◆ SOURCE TEXT:

Gabe and I had our big night out last night. Dante will have his night out with me next week.
I don't know how often we'll do this, but I think at least once every couple of months - and if we're able, maybe once every month, especially based on how much fun Gabe and I had last night.
We went out to dinner at one of his favorite local restaurants, and then went bowling. He was so cute. He was sooooo excited, from the moment we left the house. He didn't stop talking the entire time we were out, and many times during the night, he hugged me and told me that I was the best mom ever. The only real problem with all of this is that, when we got home around 8:30, he was so excited and wound up that he stayed up for hours. When I went upstairs to get Carmine in the morning, Gabe's bed was full of Legos and paper and markers, and stories that he had been writing. I have no idea how late he was up, but his little brain was clearly in overdrive!
Anyway, it was just so apparent that he was thrilled to be out with just me. No Dante. No Carmine. No Daddy. Nothing taking my attention from him. And now that we've done this once, I can see how important it is that we make time for outings like this, regardless of how busy our schedules are.
Gabe has made a lot of progress in school this year, behaviorally, and they're doing an amazing job managing the problems that had crept up as a result of his ADHD. And we've been working really hard at home to replicate that success, and we've definitely seen improvements at home, too.

◆ PROVIDED DATA:
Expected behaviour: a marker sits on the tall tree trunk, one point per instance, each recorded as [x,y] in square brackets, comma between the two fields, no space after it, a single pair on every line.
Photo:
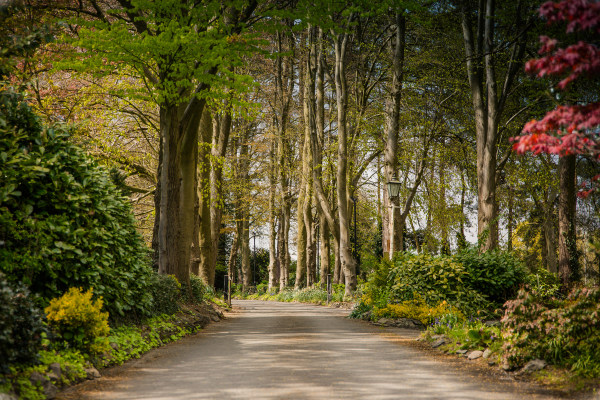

◆ AIM:
Reproduce everything in the post about the family night out from "I don't know" down to "clearly in overdrive!". The lines play no role here.

◆ RESULT OF THIS EXERCISE:
I don't know how often we'll do this, but I think at least once every couple of months - and if we're able, maybe once every month, especially based on how much fun Gabe and I had last night.
We went out to dinner at one of his favorite local restaurants, and then went bowling. He was so cute. He was sooooo excited, from the moment we left the house. He didn't stop talking the entire time we were out, and many times during the night, he hugged me and told me that I was the best mom ever. The only real problem with all of this is that, when we got home around 8:30, he was so excited and wound up that he stayed up for hours. When I went upstairs to get Carmine in the morning, Gabe's bed was full of Legos and paper and markers, and stories that he had been writing. I have no idea how late he was up, but his little brain was clearly in overdrive!